Saved entries:
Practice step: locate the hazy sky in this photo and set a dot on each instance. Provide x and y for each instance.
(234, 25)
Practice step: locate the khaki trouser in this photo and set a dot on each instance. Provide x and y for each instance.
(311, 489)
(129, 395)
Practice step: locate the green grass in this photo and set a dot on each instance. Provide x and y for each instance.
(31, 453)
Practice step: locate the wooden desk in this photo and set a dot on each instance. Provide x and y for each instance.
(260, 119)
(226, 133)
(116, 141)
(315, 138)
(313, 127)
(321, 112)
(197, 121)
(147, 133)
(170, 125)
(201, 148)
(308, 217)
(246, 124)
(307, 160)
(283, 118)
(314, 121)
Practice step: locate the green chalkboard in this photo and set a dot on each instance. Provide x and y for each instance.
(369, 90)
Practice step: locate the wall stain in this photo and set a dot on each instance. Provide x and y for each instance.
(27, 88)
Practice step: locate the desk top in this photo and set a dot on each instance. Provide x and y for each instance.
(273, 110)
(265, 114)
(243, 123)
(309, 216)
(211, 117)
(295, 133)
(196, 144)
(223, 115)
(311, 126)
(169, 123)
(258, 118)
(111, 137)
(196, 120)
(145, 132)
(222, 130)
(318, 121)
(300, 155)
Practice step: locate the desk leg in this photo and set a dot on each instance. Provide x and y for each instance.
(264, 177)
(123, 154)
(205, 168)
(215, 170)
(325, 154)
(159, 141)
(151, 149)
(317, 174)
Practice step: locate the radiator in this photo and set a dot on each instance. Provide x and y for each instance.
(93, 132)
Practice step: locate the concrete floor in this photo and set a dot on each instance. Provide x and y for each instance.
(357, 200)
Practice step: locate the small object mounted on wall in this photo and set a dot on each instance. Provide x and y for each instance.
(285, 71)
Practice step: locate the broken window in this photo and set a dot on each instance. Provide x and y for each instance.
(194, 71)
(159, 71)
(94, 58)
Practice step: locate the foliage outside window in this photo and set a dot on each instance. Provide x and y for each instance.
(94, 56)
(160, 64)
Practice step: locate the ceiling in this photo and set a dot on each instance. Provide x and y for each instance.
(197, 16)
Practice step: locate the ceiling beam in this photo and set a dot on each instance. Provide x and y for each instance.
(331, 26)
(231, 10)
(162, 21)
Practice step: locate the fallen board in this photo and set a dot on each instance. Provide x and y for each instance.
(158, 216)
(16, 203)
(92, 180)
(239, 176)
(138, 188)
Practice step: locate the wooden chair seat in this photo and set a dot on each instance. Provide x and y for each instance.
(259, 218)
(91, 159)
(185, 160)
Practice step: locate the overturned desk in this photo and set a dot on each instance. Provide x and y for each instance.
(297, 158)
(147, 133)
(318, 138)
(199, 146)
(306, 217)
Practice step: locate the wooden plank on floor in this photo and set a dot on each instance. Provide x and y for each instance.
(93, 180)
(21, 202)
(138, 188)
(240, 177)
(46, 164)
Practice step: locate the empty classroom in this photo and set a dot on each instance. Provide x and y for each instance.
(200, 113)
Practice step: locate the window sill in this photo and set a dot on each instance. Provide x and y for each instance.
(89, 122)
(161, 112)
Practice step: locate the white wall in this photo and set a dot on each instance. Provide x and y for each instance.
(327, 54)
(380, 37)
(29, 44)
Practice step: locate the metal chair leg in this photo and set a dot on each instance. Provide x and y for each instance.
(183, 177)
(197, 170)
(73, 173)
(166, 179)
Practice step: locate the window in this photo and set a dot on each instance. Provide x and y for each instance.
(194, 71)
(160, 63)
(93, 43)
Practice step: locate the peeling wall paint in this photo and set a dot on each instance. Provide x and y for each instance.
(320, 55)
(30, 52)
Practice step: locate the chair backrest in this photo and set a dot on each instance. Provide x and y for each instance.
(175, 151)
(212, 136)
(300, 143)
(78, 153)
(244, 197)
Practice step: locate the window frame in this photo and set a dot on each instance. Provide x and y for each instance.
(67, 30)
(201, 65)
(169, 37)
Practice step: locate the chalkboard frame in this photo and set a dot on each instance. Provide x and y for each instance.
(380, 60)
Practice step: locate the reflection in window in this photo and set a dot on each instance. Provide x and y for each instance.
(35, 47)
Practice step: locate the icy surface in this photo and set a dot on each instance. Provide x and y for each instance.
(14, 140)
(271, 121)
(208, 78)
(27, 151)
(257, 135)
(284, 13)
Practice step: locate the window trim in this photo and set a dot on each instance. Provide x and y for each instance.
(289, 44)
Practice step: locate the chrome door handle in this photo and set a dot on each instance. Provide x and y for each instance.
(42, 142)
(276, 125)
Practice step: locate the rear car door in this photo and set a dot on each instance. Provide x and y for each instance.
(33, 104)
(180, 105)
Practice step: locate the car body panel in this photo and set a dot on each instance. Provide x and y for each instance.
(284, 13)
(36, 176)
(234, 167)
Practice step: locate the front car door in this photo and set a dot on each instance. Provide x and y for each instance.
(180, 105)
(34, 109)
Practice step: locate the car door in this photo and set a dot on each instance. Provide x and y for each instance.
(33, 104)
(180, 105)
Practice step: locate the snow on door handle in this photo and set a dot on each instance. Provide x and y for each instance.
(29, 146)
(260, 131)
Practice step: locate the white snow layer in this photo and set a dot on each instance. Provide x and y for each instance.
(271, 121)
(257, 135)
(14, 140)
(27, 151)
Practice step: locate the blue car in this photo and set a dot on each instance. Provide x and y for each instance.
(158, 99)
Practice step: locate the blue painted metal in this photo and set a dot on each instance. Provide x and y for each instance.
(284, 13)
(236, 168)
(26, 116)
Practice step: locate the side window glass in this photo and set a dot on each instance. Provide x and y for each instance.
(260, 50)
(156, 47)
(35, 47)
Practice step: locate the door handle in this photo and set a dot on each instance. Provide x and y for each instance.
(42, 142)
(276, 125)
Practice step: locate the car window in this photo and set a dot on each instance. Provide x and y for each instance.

Exercise:
When you reach the end of the data, write every line out again verbatim.

Solution for this exercise:
Practice step: locate the hazy sky in this photo and set a dot on each instance. Provide x and y for each instance.
(234, 25)
Practice step: locate the khaki trouser in this photo and set a dot on each instance. Provide x and y for each instance.
(311, 489)
(129, 395)
Practice step: locate the green grass in this photo and set a dot on each instance. Provide x and y for each instance.
(31, 453)
Practice step: locate the wooden desk in this photo and set a dot on each instance. Provide x and y for each instance.
(260, 119)
(226, 133)
(116, 141)
(315, 138)
(313, 127)
(321, 112)
(197, 121)
(147, 133)
(170, 125)
(201, 148)
(308, 217)
(246, 124)
(307, 160)
(283, 118)
(314, 121)
Practice step: locate the green chalkboard in this photo and set a dot on each instance. Provide x and y for each instance.
(369, 90)
Practice step: locate the wall stain in this photo and set a dot on each instance. Provide x and y for each instance.
(27, 88)
Practice step: locate the desk top in this photo and set a dot on each instance. Provide x and y for each instance.
(273, 110)
(265, 114)
(243, 123)
(309, 216)
(211, 117)
(295, 133)
(196, 144)
(223, 115)
(311, 126)
(169, 123)
(258, 118)
(111, 137)
(196, 120)
(145, 132)
(222, 130)
(318, 121)
(300, 155)
Practice step: locate the desk leg in this photo and set a dot on each instance. Provide x and y for each instance.
(264, 177)
(123, 154)
(205, 168)
(215, 170)
(325, 154)
(159, 141)
(151, 149)
(317, 174)
Practice step: locate the radiator in this photo and set a dot on each instance. Provide x and y for each instance.
(93, 132)
Practice step: locate the concrete floor in this photo and set a dot on each instance. Provide x and y for each instance.
(357, 200)
Practice step: locate the small object mounted on wall in this photo and set a dot on each instance. Provide x and y for each instance.
(285, 71)
Practice step: locate the broken window in this photo and set a dot on each instance. Provide x and y for each instance.
(194, 71)
(159, 71)
(94, 58)
Practice step: locate the foliage outside window in this photo and set a dot on each instance. Provide x and y for each instance.
(94, 56)
(160, 64)
Practice step: locate the ceiling in this photo and set a dot on each instance. Provide x and y for each instance.
(197, 16)
Practice step: locate the ceiling beam in this photo and set a dot on each instance. Provide x and y for each instance.
(331, 26)
(231, 10)
(162, 21)
Practice step: locate the fallen board in this photo and set a dot on each instance. Provide x and y for each instance.
(158, 216)
(16, 203)
(92, 180)
(239, 176)
(138, 188)
Practice step: locate the wooden chair seat in this photo and set a dot on each instance. Provide x and y for each instance.
(259, 218)
(91, 159)
(185, 160)
Practice step: locate the overturned desk in this photo and set a dot on each instance. Provide x and y for each instance.
(297, 158)
(147, 133)
(318, 138)
(199, 146)
(306, 217)
Practice step: locate the wooden plank on floor in this photo and set a dot on each instance. Provide x and y for each instance.
(93, 180)
(21, 202)
(138, 188)
(240, 177)
(46, 164)
Practice step: locate the empty classroom in this photo and set a dot on each instance. Provide x and y for each instance.
(200, 113)
Practice step: locate the window sill in this photo and set a dot on each instance. Provide x and y for each instance.
(89, 122)
(161, 112)
Practice step: locate the white wall in this photo and set a dot on each instance. Provide x and y for each instance.
(327, 54)
(380, 37)
(29, 44)
Practice step: locate the metal chair leg in this photo and set a dot on each instance. Provide x and y for each instance.
(183, 177)
(197, 170)
(73, 173)
(166, 179)
Practice step: locate the window in this photo and set a dot on each instance. Provide x and y for each instance.
(194, 71)
(160, 63)
(93, 43)
Practice step: locate the peeling wall paint in this photo and set a dot on each instance. Provide x and y for each instance.
(320, 55)
(30, 52)
Practice step: locate the chair backrest in this photo and set a dot on each instance. Provide x and y for each instance.
(175, 151)
(212, 136)
(300, 143)
(78, 153)
(244, 197)
Practice step: locate the window frame in this photo and set a dot on each instance. Provide x and y for each instance.
(67, 30)
(201, 65)
(169, 37)
Practice step: locate the chalkboard frame in this photo and set a dot on each instance. Provide x and y for each instance.
(380, 60)
Practice step: locate the reflection in window in this photo and set a dot on each instance. Provide x and y for each instance.
(35, 47)
Practice step: locate the icy surface in this photo and set a dot on each instance. Provide x and y for each instance.
(14, 140)
(271, 121)
(208, 78)
(27, 151)
(257, 135)
(284, 13)
Practice step: locate the window trim in this photo and set a dot on each instance. Provide x and y for each instance.
(289, 44)
Practice step: locate the chrome door handle in this photo and set a dot on each instance. Provide x and y for each instance.
(42, 142)
(276, 125)
Practice step: locate the rear car door in this photo and set a dot on each instance. Provide x and y for each instance.
(33, 104)
(180, 105)
Practice step: locate the car body panel in this photo and set a dot on each instance. Provide x and y for each instance.
(284, 13)
(36, 176)
(234, 167)
Practice step: locate the front car door in this photo and set a dot on each instance. Provide x and y for each instance.
(180, 105)
(34, 109)
Practice step: locate the car door in this photo and set a dot on each instance. Provide x and y for each instance.
(33, 104)
(180, 105)
Practice step: locate the snow on door handle in this photo and set a dot on each instance. Provide x and y for each instance.
(29, 146)
(260, 131)
Practice step: locate the white snow layer in this photo and set a dot on each instance. Provide x and y for each instance.
(271, 121)
(257, 135)
(14, 140)
(27, 151)
Practice step: locate the blue car in this photo and set a dot on each instance. Provide x and y for each instance.
(158, 99)
Practice step: locate the blue painted metal in this photo and set a dot on each instance. Provide x and y for each instance.
(284, 13)
(236, 168)
(26, 116)
Practice step: locate the side window glass in this photo and set a dot on each instance. Provide x and y for each instance.
(260, 50)
(156, 47)
(35, 47)
Practice step: locate the door handle in this photo and set a dot on each instance. Provide x and y for each instance.
(42, 142)
(276, 125)
Practice step: locate the car window in this photo and set a dot on each instance. Provide x and y for each instance.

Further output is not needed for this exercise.